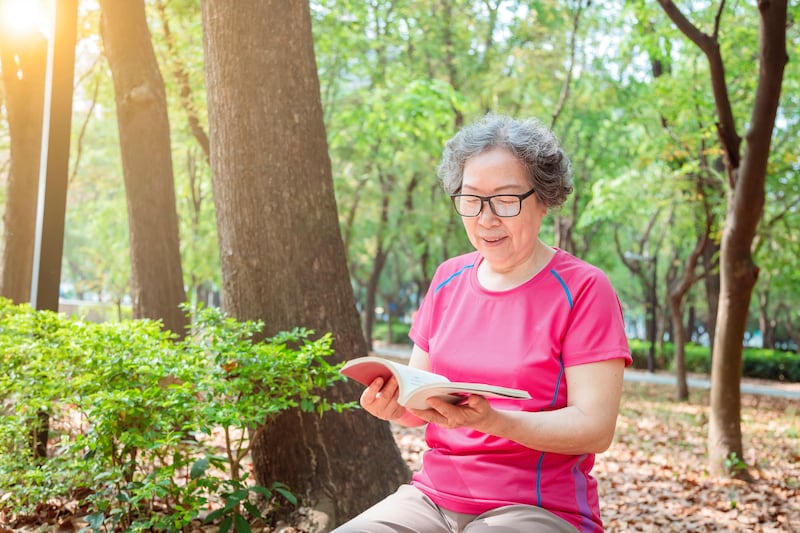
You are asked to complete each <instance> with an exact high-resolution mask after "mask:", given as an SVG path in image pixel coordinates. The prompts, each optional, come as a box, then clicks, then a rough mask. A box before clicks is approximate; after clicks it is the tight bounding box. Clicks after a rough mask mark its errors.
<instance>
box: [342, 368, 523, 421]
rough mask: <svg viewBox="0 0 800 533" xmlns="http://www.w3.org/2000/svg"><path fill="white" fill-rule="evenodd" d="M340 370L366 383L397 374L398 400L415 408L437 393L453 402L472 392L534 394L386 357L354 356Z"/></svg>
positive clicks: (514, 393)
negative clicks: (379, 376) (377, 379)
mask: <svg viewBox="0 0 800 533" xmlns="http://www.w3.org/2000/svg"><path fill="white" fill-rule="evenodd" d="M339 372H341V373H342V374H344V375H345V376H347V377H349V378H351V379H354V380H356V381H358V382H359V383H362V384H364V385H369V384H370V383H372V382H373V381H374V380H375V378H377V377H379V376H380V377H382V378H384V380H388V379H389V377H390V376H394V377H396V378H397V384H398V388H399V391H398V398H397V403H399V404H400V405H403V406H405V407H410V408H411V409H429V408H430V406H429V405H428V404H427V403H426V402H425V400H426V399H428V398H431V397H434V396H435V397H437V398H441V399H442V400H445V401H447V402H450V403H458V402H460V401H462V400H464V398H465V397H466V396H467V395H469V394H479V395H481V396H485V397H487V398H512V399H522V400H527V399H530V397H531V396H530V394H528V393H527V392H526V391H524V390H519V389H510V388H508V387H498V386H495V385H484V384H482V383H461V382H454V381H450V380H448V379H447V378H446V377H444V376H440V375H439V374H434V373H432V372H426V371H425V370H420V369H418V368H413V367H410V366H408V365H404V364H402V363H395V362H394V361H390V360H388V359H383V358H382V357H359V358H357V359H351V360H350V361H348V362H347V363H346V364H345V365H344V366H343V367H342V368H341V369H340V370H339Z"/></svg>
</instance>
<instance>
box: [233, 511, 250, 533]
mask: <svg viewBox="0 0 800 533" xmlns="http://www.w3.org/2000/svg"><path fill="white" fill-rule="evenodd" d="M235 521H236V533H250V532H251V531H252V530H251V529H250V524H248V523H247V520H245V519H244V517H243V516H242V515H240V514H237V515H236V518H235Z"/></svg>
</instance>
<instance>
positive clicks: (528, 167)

──────

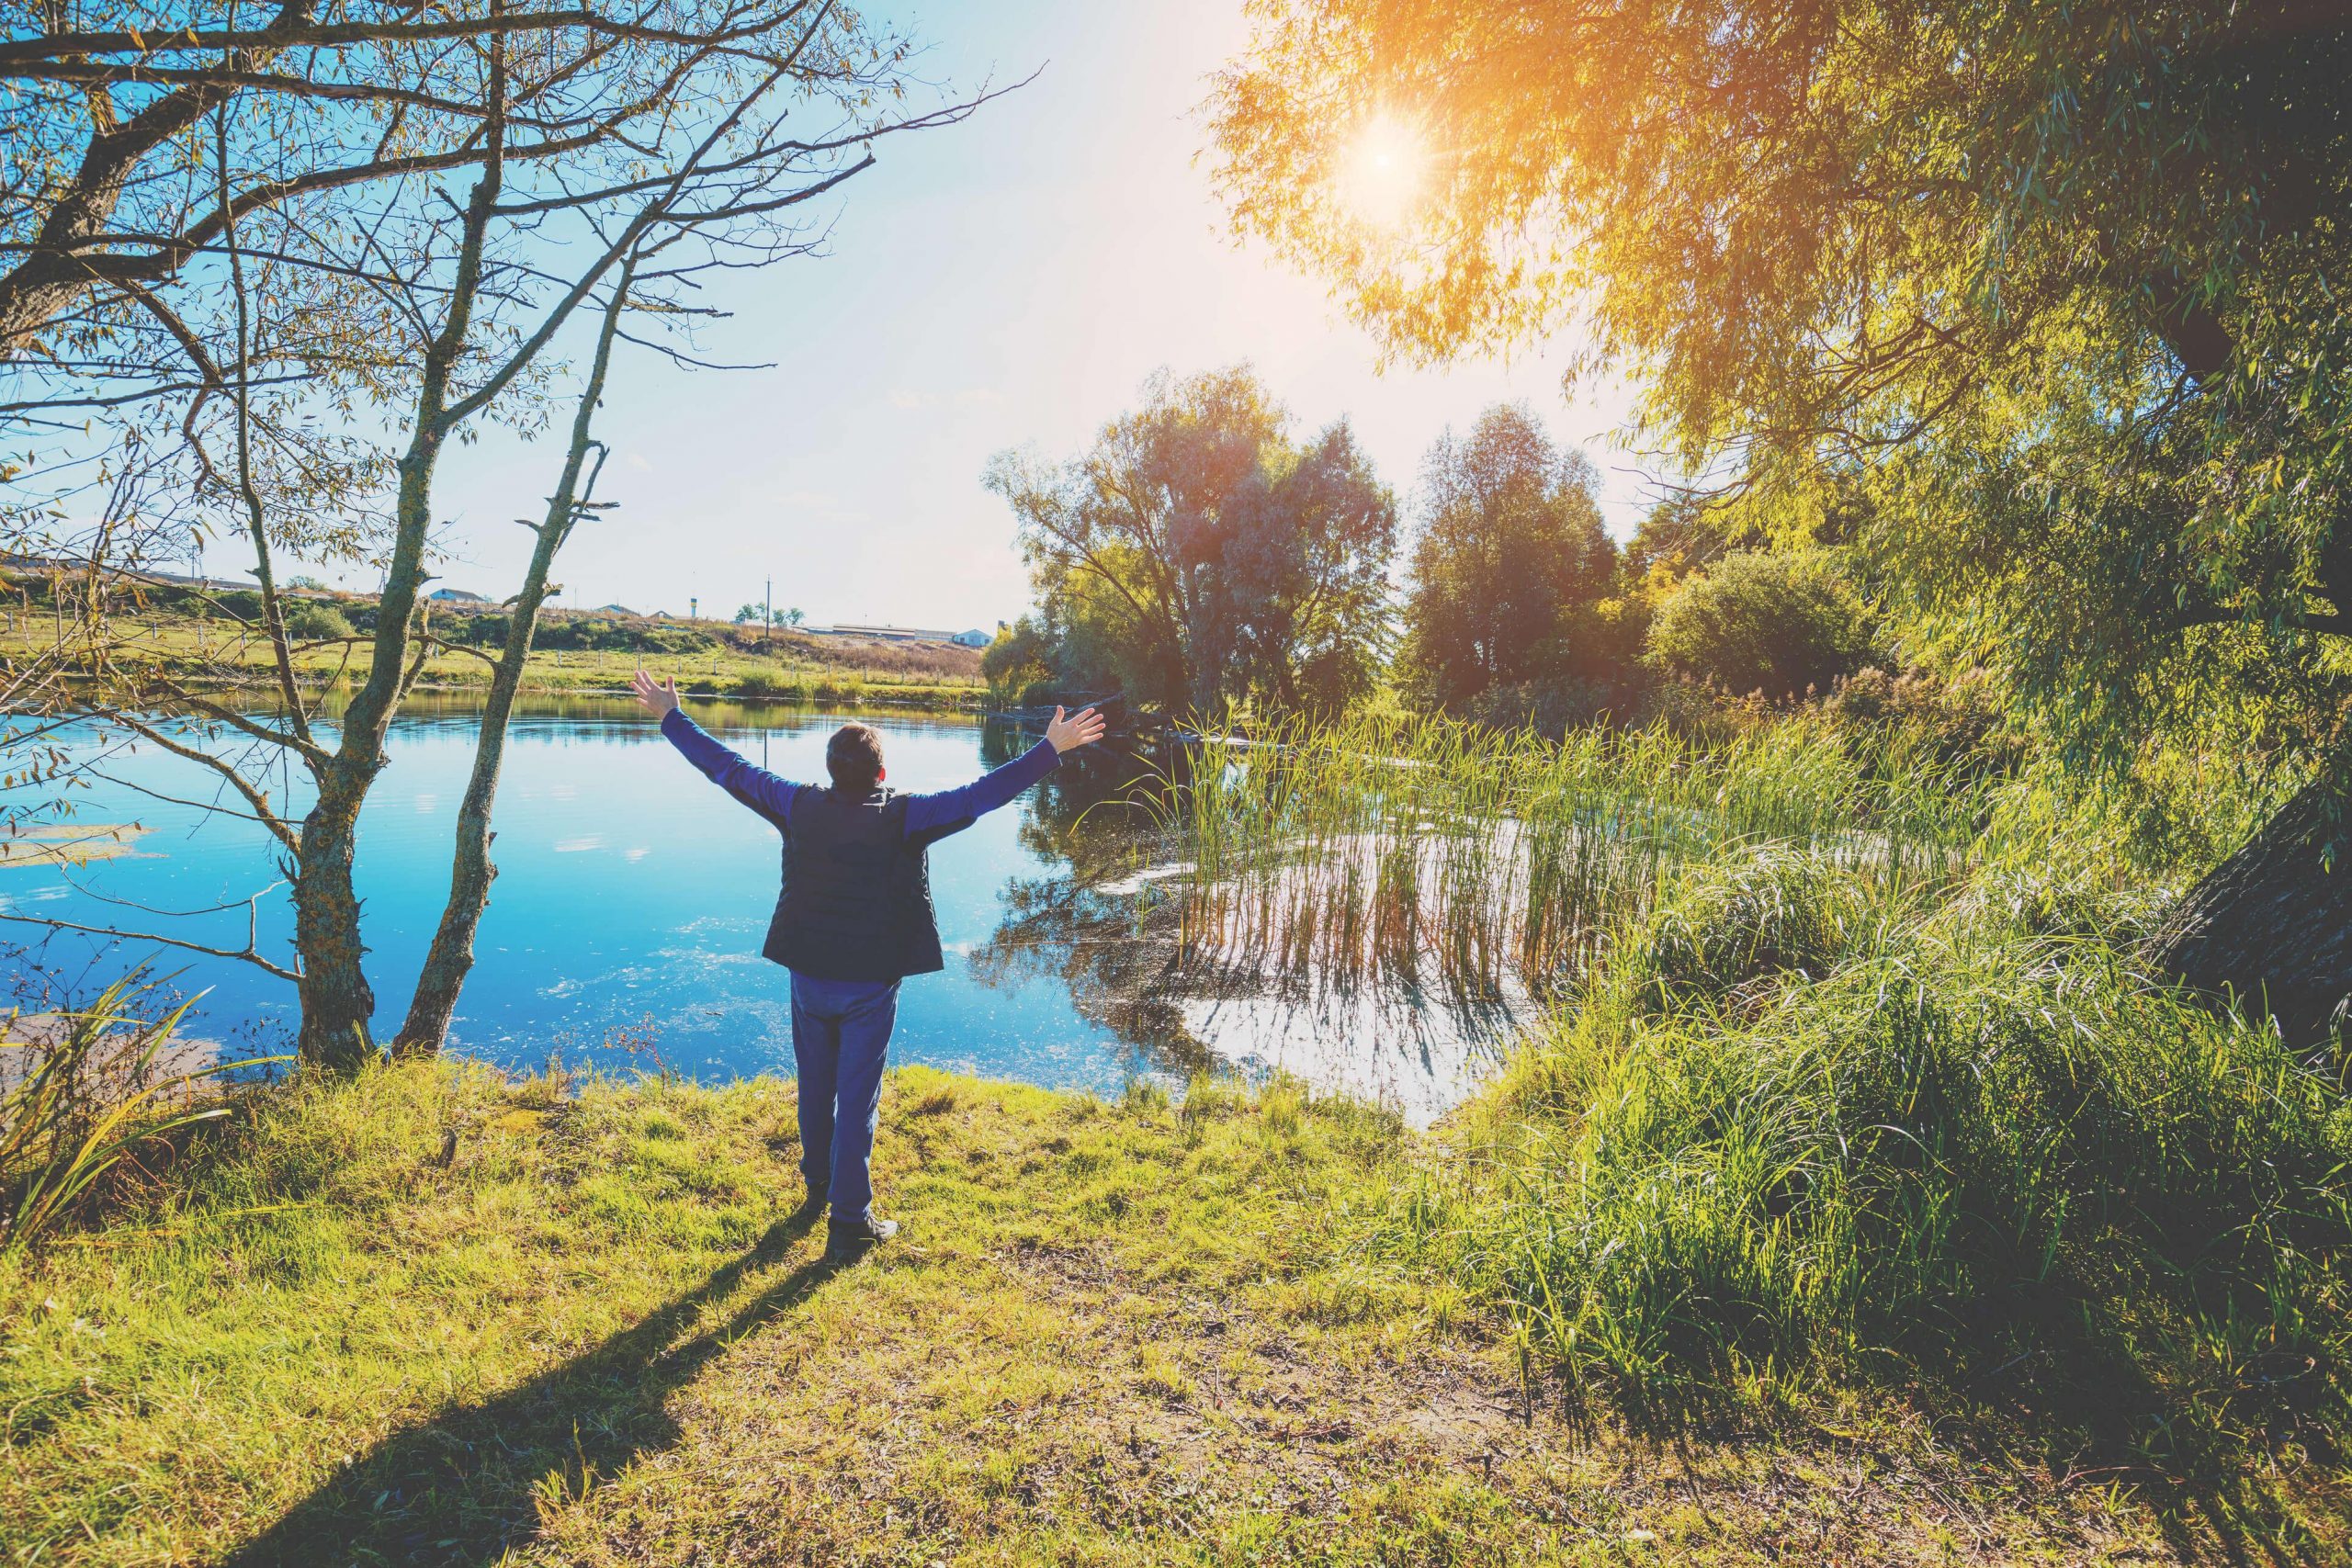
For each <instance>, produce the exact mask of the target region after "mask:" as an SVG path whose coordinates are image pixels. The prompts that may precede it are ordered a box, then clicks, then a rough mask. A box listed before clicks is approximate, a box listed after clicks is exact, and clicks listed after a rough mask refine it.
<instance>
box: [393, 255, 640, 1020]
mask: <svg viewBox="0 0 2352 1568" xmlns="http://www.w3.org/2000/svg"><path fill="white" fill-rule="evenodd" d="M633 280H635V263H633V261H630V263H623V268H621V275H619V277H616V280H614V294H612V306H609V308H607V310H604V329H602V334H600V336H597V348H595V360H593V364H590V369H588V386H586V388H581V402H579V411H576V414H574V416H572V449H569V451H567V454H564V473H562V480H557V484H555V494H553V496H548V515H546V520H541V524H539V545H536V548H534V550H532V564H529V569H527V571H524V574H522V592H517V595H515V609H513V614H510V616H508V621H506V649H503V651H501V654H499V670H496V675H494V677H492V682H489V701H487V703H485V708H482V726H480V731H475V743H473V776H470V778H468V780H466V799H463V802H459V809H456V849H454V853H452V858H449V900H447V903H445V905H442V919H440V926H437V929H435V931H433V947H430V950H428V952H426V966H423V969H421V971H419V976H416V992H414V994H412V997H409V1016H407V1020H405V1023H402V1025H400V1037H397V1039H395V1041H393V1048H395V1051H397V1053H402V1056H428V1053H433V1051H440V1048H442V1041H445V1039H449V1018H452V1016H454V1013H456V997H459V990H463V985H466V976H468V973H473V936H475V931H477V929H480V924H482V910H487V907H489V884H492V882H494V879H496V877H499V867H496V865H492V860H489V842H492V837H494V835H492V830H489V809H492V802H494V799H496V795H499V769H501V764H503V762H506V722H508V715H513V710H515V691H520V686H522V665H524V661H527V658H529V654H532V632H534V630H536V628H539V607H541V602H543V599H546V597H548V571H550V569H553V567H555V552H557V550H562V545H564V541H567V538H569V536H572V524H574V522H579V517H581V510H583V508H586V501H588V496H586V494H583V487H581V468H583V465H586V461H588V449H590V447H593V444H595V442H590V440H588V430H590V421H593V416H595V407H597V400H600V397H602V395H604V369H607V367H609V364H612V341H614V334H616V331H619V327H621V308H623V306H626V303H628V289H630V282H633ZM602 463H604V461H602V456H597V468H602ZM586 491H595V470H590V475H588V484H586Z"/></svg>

──────

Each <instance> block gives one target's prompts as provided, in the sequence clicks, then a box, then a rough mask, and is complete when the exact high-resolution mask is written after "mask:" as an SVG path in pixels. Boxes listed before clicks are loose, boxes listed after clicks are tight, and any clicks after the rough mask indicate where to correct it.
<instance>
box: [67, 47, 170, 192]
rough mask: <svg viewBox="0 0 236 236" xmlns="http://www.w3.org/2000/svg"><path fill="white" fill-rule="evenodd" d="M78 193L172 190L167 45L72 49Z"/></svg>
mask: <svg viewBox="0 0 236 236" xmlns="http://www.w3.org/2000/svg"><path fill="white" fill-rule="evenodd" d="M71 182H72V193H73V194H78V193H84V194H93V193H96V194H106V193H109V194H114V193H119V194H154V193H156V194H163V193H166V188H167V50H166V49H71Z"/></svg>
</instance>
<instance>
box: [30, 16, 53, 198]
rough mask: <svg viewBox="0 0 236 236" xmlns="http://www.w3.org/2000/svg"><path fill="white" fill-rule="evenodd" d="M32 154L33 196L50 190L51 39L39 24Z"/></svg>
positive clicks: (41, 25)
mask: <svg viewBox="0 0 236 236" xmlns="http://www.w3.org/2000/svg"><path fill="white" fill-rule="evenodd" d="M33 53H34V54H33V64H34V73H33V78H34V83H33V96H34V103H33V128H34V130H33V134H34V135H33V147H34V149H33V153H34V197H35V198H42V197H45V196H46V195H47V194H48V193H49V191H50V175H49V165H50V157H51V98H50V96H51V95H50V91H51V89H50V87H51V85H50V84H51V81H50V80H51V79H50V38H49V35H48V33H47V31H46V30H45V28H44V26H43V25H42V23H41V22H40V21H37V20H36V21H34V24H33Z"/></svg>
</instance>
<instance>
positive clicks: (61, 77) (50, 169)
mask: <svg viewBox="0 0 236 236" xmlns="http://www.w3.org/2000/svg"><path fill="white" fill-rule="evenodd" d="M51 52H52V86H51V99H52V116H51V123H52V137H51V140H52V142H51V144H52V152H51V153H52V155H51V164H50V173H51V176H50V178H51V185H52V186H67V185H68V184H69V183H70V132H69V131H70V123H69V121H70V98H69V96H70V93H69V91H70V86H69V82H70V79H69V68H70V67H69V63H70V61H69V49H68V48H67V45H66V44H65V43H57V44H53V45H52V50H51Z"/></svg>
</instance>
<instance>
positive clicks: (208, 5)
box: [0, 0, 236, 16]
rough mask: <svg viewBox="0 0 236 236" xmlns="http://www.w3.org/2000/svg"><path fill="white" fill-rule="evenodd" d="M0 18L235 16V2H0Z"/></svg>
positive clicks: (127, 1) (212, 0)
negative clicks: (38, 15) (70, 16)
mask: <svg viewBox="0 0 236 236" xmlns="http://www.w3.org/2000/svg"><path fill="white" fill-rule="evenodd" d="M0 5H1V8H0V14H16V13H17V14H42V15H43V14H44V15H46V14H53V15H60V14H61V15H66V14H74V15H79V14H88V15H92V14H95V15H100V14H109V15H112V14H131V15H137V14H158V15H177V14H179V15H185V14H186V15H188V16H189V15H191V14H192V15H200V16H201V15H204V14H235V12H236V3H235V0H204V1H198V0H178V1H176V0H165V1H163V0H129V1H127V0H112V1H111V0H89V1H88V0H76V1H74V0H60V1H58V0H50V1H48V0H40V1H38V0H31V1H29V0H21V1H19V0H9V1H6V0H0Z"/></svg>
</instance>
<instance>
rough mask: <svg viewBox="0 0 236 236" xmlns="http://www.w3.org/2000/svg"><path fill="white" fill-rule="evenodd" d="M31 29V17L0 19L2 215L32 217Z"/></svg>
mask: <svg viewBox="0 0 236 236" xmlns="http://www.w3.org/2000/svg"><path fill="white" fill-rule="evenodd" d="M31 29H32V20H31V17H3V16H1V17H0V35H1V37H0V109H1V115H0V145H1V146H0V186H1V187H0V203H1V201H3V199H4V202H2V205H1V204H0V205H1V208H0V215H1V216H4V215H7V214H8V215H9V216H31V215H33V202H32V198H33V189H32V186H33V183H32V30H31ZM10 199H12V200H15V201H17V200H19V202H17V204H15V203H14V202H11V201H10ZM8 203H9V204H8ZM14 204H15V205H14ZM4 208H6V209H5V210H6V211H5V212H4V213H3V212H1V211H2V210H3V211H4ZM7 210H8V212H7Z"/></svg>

──────

Rewrite the material starting with the line containing "You are asked" and continuing through the line containing "positive clicks: (514, 393)", replacing "rough mask" with "coarse mask" and keeping everything else the same.

## Answer
You are asked to complete each <instance> with an exact high-resolution mask after "mask:", given as an SVG path in image pixel coordinates. The prompts, each optional, come as a box, then clicks, then a coarse mask. A box before clicks is approximate; after clicks it is the tight bounding box. Clicks after a coarse mask mark its errors.
<instance>
box: [342, 368, 523, 421]
coarse mask: <svg viewBox="0 0 800 533" xmlns="http://www.w3.org/2000/svg"><path fill="white" fill-rule="evenodd" d="M340 370L366 383L397 374L398 400L415 408L437 393L453 402L472 392L534 394L386 357L354 356Z"/></svg>
positive clicks: (514, 393)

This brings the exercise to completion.